■ YOUR INSTRUCTIONS
Pull out each line of the data that contains the word "Target".
⟨
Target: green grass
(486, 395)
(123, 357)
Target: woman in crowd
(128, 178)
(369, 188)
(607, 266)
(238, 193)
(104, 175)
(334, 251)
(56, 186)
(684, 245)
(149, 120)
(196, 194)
⟩
■ ANSWER IN FULL
Target: green grass
Target: woman in crowd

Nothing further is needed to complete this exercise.